▶ [YOUR INSTRUCTIONS]: Copy every row below word for word, leaving nothing out.

▶ [GIVEN RECORDS]:
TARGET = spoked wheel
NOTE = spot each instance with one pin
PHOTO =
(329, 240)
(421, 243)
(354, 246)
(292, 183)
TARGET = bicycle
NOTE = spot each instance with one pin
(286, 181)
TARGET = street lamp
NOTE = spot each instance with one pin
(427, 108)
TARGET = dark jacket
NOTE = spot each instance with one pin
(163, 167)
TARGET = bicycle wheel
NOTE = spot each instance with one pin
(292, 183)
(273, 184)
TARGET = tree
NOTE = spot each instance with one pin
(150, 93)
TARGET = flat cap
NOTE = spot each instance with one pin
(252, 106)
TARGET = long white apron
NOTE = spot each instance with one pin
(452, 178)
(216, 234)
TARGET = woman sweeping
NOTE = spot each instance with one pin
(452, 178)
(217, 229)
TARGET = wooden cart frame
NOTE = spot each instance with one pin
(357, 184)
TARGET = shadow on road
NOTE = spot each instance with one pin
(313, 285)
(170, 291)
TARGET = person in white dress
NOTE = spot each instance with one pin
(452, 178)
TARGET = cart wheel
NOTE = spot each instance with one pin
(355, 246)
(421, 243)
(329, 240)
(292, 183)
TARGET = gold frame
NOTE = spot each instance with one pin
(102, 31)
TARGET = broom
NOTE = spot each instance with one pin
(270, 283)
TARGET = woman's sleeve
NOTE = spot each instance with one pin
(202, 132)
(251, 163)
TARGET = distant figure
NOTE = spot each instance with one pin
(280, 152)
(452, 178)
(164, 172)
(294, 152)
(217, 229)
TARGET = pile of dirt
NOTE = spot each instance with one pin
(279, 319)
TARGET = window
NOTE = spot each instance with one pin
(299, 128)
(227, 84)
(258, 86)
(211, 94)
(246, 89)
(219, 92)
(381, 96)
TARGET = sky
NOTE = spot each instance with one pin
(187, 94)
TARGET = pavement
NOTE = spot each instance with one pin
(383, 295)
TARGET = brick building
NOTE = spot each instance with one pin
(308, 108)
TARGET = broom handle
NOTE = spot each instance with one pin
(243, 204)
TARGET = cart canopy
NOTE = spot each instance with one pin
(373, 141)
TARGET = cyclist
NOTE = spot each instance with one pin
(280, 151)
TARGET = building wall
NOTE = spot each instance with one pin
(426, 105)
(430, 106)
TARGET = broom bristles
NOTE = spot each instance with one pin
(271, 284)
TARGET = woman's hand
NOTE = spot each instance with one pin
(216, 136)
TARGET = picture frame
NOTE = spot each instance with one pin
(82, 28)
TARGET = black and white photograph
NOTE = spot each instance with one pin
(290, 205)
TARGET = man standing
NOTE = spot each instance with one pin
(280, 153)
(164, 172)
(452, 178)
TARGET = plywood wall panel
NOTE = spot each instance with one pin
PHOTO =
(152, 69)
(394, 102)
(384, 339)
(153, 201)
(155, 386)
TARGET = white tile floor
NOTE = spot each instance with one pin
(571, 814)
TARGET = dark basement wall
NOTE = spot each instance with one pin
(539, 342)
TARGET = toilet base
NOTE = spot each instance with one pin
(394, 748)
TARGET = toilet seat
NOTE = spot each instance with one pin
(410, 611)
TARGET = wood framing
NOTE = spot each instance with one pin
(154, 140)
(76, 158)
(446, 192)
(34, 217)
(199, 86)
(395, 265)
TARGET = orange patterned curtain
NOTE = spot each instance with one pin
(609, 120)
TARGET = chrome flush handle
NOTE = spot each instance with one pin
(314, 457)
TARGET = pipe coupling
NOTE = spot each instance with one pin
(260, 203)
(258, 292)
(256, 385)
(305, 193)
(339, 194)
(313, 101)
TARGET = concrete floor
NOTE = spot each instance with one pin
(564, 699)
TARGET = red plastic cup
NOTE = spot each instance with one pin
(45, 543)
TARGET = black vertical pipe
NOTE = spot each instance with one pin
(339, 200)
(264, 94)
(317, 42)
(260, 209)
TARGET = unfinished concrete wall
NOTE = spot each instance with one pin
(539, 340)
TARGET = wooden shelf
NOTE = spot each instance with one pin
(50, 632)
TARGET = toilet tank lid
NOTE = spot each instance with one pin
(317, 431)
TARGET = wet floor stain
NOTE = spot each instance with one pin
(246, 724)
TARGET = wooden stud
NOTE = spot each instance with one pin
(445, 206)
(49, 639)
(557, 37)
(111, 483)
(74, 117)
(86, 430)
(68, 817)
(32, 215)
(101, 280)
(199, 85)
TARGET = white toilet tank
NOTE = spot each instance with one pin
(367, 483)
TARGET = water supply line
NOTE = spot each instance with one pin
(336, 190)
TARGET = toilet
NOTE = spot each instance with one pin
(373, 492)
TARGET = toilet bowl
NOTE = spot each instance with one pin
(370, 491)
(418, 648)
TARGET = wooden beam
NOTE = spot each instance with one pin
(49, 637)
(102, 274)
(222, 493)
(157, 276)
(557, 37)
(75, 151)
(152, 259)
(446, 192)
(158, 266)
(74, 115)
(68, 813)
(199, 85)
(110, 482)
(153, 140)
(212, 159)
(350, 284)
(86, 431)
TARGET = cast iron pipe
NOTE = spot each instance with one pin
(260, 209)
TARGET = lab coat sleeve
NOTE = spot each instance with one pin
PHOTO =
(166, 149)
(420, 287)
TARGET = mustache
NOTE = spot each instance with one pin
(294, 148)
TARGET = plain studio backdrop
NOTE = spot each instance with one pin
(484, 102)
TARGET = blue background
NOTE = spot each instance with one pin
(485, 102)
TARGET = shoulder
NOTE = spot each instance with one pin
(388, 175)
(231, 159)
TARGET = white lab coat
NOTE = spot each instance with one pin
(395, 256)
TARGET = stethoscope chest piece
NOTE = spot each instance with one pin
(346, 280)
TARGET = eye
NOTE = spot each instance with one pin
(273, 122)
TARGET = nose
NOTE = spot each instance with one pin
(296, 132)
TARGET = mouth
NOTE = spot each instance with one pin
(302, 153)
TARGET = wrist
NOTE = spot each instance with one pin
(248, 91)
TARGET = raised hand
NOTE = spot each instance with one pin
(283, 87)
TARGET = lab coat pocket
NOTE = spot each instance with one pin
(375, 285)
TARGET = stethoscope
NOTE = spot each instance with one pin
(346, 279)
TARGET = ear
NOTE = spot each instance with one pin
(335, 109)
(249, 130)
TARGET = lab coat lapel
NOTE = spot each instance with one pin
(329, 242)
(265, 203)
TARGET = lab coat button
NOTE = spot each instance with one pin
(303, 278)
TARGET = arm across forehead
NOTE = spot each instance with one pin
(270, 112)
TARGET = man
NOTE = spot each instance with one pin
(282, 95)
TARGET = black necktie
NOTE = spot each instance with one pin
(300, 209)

▶ [SOLUTION TO THE PROBLEM]:
TARGET = spoked wheel
NOTE = spot each instance with one pin
PHOTO =
(329, 240)
(421, 243)
(354, 246)
(292, 183)
TARGET = bicycle
NOTE = spot each instance with one pin
(286, 181)
TARGET = street lamp
NOTE = spot each instance with one pin
(427, 108)
TARGET = dark jacket
NOTE = spot each instance with one pin
(163, 167)
TARGET = bicycle wheel
NOTE = spot each instance with one pin
(292, 183)
(273, 184)
TARGET = tree
NOTE = spot each instance with one pin
(150, 93)
TARGET = flat cap
NOTE = spot each instance with one pin
(252, 106)
TARGET = long white apron
NOTE = spot each instance with one pin
(452, 178)
(216, 234)
TARGET = woman sweeping
NOTE = spot each instance with one pin
(452, 178)
(217, 229)
TARGET = wooden cart frame
NOTE = spot each instance with one pin
(357, 184)
TARGET = shadow on road
NOTE = spot each instance with one pin
(313, 285)
(170, 291)
TARGET = person in white dress
NOTE = spot each instance with one pin
(452, 178)
TARGET = cart wheel
NOTE = spot each instance with one pin
(355, 246)
(421, 243)
(329, 240)
(292, 183)
TARGET = gold frame
NOTE = spot each instance with one pin
(102, 31)
TARGET = broom
NOTE = spot each instance with one pin
(270, 283)
TARGET = woman's sleeve
NOTE = spot each instance with one pin
(202, 132)
(251, 163)
TARGET = distant figure
NOTE = spot each instance with one pin
(280, 152)
(452, 178)
(164, 172)
(294, 152)
(217, 229)
TARGET = pile of dirt
NOTE = spot each instance with one pin
(279, 319)
TARGET = window
NOTE = spot each instance with one pin
(299, 128)
(227, 84)
(258, 86)
(211, 94)
(246, 89)
(219, 92)
(381, 96)
TARGET = sky
NOTE = spot each instance with one pin
(187, 94)
TARGET = pavement
NOTE = spot each instance with one pin
(383, 295)
TARGET = brick building
NOTE = spot each instance with one pin
(308, 108)
TARGET = broom handle
NOTE = spot each instance with one pin
(243, 204)
TARGET = cart canopy
NOTE = spot each instance with one pin
(373, 141)
TARGET = cyclist
NOTE = spot each instance with one pin
(280, 151)
TARGET = building wall
NOTE = spot each instance with one pin
(426, 105)
(430, 106)
TARGET = broom bristles
NOTE = spot each instance with one pin
(271, 284)
TARGET = woman's hand
NOTE = spot each instance with one pin
(216, 136)
TARGET = picture frame
NOTE = spot each instance with one pin
(82, 28)
TARGET = black and white photograph
NOTE = spot each instance with one pin
(290, 205)
TARGET = man standing
NOTE = spot each instance with one pin
(280, 153)
(164, 172)
(452, 178)
TARGET = plywood wall panel
NOTE = spot each instance with one pin
PHOTO =
(152, 69)
(394, 102)
(384, 339)
(153, 201)
(155, 386)
TARGET = white tile floor
NOTE = spot each instance with one pin
(571, 814)
TARGET = dark basement wall
NOTE = spot each instance with one pin
(539, 342)
TARGET = toilet base
NOTE = spot each instance with one pin
(394, 748)
TARGET = toilet seat
NOTE = spot each instance with one pin
(410, 611)
TARGET = wood framing
NOTE = spot each instance with one pin
(154, 140)
(76, 158)
(446, 192)
(34, 217)
(199, 86)
(395, 265)
TARGET = orange patterned curtain
NOTE = spot each instance with one pin
(609, 120)
TARGET = chrome flush handle
NOTE = spot each instance with one pin
(314, 457)
TARGET = pipe coupling
NOTE = spot each instance with one pin
(260, 203)
(258, 292)
(256, 385)
(305, 193)
(339, 194)
(313, 101)
TARGET = concrete floor
NOTE = spot each instance with one pin
(564, 699)
TARGET = red plastic cup
NOTE = spot each instance with one pin
(45, 543)
TARGET = black vertical pipe
NOTE = spot each instance with one pin
(339, 200)
(264, 94)
(317, 42)
(260, 209)
TARGET = unfinished concrete wall
NOTE = spot each instance with one pin
(539, 340)
TARGET = wooden shelf
NOTE = spot each instance with one pin
(50, 632)
TARGET = toilet tank lid
NOTE = spot each instance with one pin
(317, 431)
TARGET = wet floor stain
NOTE = spot each instance with one pin
(246, 724)
TARGET = wooden stud
NOTE = spot each instance with one pin
(445, 206)
(49, 639)
(557, 37)
(111, 483)
(74, 117)
(86, 430)
(68, 817)
(32, 215)
(101, 280)
(199, 85)
TARGET = white toilet tank
NOTE = spot each instance with one pin
(367, 483)
TARGET = water supply line
NOTE = spot each instance with one pin
(336, 190)
TARGET = toilet
NOTE = spot each instance with one pin
(373, 492)
TARGET = toilet bowl
NOTE = spot each instance with one pin
(370, 491)
(418, 648)
TARGET = wooden beam
NOTE = spot each instance with one pin
(49, 637)
(102, 274)
(222, 493)
(157, 276)
(557, 37)
(75, 151)
(152, 259)
(446, 192)
(158, 266)
(74, 115)
(68, 813)
(199, 85)
(110, 482)
(153, 140)
(212, 159)
(350, 284)
(86, 431)
TARGET = cast iron pipe
NOTE = spot each instance with one pin
(260, 209)
TARGET = lab coat sleeve
NOTE = spot each instance with one pin
PHOTO =
(166, 149)
(420, 287)
TARGET = mustache
NOTE = spot each instance with one pin
(294, 148)
TARGET = plain studio backdrop
NOTE = spot each instance with one pin
(484, 102)
TARGET = blue background
NOTE = spot each instance with one pin
(485, 102)
TARGET = shoulder
NOTE = spot each instance with one pin
(388, 175)
(231, 159)
TARGET = white lab coat
NOTE = spot each instance with one pin
(395, 256)
TARGET = stethoscope chest piece
NOTE = spot each instance with one pin
(346, 280)
TARGET = eye
NOTE = spot each instance with one pin
(273, 122)
TARGET = nose
NOTE = spot each instance with one pin
(296, 132)
TARGET = mouth
NOTE = spot each instance with one pin
(302, 153)
TARGET = wrist
NOTE = spot each instance with one pin
(248, 91)
TARGET = raised hand
NOTE = spot each instance with one pin
(283, 87)
TARGET = lab coat pocket
NOTE = spot each instance with one pin
(375, 285)
TARGET = stethoscope
NOTE = spot each instance with one pin
(346, 279)
TARGET = ear
NOTE = spot each instance with one pin
(335, 109)
(249, 130)
TARGET = lab coat lapel
NOTE = spot each instance with one pin
(329, 242)
(265, 203)
TARGET = lab coat button
NOTE = spot each instance with one pin
(303, 278)
TARGET = arm across forehead
NOTE = spot each instance with one pin
(270, 112)
TARGET = man
NOTE = spot each instance with one pin
(282, 95)
TARGET = black necktie
NOTE = spot each instance with one pin
(300, 209)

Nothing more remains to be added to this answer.